## Given data:

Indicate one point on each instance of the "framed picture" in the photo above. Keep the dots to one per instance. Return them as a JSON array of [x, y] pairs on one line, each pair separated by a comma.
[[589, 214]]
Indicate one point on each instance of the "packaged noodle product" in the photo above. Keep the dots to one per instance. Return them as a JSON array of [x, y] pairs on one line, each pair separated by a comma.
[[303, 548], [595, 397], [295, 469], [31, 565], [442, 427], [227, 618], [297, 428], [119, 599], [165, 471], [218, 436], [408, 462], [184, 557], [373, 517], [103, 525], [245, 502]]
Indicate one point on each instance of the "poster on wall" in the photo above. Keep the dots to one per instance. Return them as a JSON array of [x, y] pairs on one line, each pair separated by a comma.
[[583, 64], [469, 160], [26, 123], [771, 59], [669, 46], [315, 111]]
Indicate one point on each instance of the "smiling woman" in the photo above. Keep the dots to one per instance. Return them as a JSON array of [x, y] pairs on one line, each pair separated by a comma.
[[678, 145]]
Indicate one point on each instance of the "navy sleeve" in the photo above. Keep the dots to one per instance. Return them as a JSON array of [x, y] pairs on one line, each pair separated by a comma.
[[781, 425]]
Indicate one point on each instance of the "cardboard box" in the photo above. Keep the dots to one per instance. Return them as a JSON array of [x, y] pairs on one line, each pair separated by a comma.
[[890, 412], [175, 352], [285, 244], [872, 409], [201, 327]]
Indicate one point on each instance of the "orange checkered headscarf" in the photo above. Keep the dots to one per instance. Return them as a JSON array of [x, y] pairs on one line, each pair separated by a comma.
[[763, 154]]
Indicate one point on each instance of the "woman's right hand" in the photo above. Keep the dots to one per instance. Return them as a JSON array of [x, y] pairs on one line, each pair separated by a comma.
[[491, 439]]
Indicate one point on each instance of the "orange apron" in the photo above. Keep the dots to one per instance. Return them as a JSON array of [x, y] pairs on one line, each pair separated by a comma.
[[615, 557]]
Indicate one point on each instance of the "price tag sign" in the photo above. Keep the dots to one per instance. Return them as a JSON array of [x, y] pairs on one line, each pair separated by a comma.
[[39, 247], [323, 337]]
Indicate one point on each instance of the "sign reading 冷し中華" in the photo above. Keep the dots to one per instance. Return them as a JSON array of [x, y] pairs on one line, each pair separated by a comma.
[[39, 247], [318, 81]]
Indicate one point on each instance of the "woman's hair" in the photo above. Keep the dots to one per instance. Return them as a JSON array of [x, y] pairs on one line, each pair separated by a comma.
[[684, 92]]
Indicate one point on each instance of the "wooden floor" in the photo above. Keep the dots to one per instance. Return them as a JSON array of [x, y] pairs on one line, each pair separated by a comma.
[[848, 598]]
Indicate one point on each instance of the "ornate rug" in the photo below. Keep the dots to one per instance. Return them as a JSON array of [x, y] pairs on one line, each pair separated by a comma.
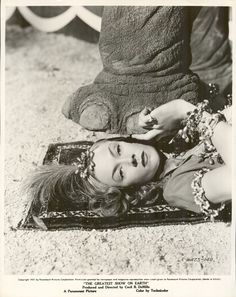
[[159, 214]]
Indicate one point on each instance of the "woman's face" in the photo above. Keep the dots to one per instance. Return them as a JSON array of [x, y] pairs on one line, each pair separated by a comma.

## What you need to do:
Extract all the data above exactly, excluding every picture.

## Result of this task:
Indicate one point on each instance of the "framed picture" in the photo above. Keep the dots to one per instance. Return them as a JSON array of [x, y] pairs on one line, each pair separated by a comma.
[[589, 214]]
Indicate one point on each instance of the "packaged noodle product" in the photo above. Keep the dots to one per instance. Return them as a JSON array of [x, y] pairs on one line, each pair separated by a comma.
[[303, 548], [595, 397], [295, 469], [31, 565], [442, 427], [227, 618], [297, 428], [119, 599], [165, 471], [218, 436], [408, 462], [184, 557], [373, 517], [103, 525], [245, 502]]
Indicate one point on each instance of the "poster on wall" in the photo above. Keep the dots to one per instance. Return them as a JSON array of [x, y] pairs on one line, each pair separated by a comma.
[[583, 64], [469, 160], [26, 123], [771, 59], [669, 46], [315, 111]]
Indicate one point on each instance of the "smiling woman" in the photo above. Keep the dots to one per instance. Return them as a JSON array of [x, y] pairs on one line, each pair separated by a comma.
[[678, 145]]
Indicate one point on each instance of the "navy sleeve" in the photo above. Keep the dots to one per instance. Return them as a JSON array of [x, y] pairs on one line, each pair separated by a comma.
[[781, 425]]
Indicate one point on each instance of the "cardboard box" in the photo above. Keep the dots to one per instance. Return them as a JSON array of [x, y] pairs on one line, each pair separated by a comma.
[[890, 412], [175, 352], [285, 244], [872, 409], [201, 327]]
Indicate one point on each instance of the "orange checkered headscarf" in the photo above. Keep the dots to one per instance. Return them as a JSON array of [x, y] pairs on one line, each pair separated by a comma.
[[763, 154]]
Indicate one point on each instance of the "woman's right hand" in the photo above. Keep the dots to one per instance. Return them as a JSON array of [x, y] pairs on one line, each pair separated by a comma.
[[491, 439]]
Indicate one point on each instance of the "orange apron" in the photo above. Keep the dots to one per instance. Return them as a JSON array of [x, y] pairs on one line, each pair separated by a comma.
[[615, 557]]
Indicate one point on each instance of the "price tag sign" in the photo above. Keep the dots to one per instance. Return them as a JSON array of [x, y] pairs on one line, each pair separated by a comma.
[[39, 247], [323, 337]]
Indicate one point on each instance of the "sign reading 冷し中華" in the photo above. Keep the dots to one per instance. Return them as a JSON array of [x, y] pairs on one line, each pair separated by a comma.
[[39, 247], [318, 81]]
Indicate one point on each instance of the "woman's hair" in the photo above. Keep the dots to one per instance. Return them as a JSON array of [x, y] pairs on one line, each pair separated by a comma.
[[684, 92]]
Indicate one point on each instance of the "wooden floor" in the photo above. Keep the dots to one per instance. Return them as a JSON array of [x, y] pairs on one line, each pair separated by a comma.
[[848, 598]]
Indicate one point on each instance of the "ornate rug" in the photo below. Keep the dots to one per instance. Return them as a JSON array of [x, y] pairs on one line, each pair separated by a comma.
[[159, 214]]
Indicate one point on each instance of the "woman's face" in the photo above. Keep the dots to one per instance. Return them as a JSON array of [x, y] pairs on one line, each pair separated by a comma.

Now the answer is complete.